→ **INPUT**:

★ ★ ★ ★ ★ ★ ★

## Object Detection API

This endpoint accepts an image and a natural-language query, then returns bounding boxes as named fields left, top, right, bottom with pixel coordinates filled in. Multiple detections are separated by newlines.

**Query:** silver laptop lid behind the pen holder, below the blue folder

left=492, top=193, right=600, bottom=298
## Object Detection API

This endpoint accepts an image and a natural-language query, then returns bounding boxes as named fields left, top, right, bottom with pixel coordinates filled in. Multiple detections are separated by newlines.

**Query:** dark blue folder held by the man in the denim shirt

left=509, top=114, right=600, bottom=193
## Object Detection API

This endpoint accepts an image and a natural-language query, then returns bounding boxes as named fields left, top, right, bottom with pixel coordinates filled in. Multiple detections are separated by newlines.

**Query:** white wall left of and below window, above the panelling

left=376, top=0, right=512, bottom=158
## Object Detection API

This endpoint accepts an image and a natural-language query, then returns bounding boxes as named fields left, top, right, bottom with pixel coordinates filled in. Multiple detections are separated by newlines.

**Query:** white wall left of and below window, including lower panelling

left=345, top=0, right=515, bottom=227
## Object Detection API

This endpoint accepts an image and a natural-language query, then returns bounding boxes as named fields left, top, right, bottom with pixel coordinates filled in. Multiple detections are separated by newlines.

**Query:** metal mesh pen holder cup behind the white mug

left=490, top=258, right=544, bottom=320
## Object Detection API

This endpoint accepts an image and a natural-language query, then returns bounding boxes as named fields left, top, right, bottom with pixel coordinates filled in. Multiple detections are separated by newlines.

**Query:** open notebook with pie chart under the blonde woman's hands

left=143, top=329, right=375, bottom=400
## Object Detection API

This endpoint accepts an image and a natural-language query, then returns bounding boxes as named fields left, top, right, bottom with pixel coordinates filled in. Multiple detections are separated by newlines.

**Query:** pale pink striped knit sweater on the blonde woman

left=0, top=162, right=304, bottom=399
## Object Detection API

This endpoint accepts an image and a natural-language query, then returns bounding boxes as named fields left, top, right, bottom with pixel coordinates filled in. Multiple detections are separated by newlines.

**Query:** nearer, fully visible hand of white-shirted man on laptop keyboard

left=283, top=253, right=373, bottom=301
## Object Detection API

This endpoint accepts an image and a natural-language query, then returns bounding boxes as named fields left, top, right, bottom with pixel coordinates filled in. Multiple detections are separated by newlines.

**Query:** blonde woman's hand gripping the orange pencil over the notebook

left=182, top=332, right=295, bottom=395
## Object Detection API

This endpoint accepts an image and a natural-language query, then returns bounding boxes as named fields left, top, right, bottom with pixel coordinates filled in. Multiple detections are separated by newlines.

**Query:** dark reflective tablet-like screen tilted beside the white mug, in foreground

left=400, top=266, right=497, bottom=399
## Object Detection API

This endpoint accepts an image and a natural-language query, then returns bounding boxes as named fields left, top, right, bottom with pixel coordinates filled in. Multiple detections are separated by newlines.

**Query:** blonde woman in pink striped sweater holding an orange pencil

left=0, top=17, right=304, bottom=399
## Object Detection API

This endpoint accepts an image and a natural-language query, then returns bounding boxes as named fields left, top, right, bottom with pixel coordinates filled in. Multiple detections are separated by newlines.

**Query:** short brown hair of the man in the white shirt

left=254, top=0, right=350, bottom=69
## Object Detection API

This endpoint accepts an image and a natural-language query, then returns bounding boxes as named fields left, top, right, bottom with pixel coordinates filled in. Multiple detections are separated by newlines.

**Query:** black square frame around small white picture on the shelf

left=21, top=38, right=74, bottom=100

★ ★ ★ ★ ★ ★ ★

→ **EXERCISE DIRECTIONS**:
Reproduce, with no other lines, the one containing "the white shirt" and all lines after it through the end of the data above.

→ **WRITTEN SOLUTION**:
**Query:** short brown hair of the man in the white shirt

left=254, top=0, right=350, bottom=69
## Object Detection API

This endpoint accepts an image and a natural-language query, then returns bounding boxes as named fields left, top, right, bottom with pixel coordinates filled in. Multiple detections are separated by newlines.

**Query:** black square frame around small white picture on the shelf

left=21, top=38, right=74, bottom=100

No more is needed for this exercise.